**DATA EXTRACT**
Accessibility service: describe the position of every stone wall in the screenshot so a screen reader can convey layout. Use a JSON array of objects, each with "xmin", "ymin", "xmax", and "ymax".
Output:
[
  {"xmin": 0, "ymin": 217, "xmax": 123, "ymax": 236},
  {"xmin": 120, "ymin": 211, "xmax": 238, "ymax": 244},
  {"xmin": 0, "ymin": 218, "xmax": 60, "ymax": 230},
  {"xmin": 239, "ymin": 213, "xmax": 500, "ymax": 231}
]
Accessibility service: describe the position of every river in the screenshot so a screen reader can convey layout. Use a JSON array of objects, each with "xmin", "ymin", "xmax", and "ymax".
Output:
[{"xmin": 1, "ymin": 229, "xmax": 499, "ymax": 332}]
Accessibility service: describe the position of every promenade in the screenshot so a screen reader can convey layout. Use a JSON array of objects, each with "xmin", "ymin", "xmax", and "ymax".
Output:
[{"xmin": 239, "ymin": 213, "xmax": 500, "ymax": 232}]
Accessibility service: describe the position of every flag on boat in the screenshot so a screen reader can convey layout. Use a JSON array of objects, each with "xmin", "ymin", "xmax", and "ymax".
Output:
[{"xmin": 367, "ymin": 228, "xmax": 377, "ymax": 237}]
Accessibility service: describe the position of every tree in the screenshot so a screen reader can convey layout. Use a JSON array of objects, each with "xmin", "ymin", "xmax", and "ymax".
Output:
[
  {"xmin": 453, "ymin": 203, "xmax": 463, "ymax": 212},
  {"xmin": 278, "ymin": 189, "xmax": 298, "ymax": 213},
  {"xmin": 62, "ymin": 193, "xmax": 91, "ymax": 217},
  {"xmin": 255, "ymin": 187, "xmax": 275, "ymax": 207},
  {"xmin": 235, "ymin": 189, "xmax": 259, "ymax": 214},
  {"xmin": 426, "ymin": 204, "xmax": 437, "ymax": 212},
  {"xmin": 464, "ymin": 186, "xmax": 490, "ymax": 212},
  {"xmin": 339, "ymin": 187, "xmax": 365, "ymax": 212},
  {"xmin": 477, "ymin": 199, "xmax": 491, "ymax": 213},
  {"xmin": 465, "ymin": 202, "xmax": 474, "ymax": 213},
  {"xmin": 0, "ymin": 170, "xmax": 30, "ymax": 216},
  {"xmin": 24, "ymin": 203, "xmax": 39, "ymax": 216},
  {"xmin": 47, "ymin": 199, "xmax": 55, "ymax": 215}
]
--
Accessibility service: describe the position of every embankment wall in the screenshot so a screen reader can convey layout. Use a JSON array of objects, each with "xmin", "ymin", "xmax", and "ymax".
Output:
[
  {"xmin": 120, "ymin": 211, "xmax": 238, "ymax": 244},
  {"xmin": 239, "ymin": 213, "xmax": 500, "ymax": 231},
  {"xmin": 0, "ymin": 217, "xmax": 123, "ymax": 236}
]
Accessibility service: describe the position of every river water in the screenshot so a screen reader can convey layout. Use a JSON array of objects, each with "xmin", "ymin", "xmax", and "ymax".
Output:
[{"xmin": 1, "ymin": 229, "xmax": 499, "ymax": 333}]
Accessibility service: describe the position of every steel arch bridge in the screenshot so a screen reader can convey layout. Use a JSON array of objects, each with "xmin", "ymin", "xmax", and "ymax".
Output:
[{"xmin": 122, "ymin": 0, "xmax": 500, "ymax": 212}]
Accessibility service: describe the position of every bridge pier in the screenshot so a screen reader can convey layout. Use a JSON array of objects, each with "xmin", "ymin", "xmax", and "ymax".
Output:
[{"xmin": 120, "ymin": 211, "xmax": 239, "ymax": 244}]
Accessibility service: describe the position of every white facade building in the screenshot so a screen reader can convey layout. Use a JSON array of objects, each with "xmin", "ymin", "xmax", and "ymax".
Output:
--
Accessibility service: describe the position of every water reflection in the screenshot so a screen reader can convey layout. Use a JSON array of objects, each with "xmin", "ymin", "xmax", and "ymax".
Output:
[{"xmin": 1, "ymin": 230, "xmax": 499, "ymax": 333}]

**WHAT THE TASK REQUIRES**
Determine how many lines in the listing include the string "wall", and answer with that number alone.

**RESULT FOR THIS TASK**
2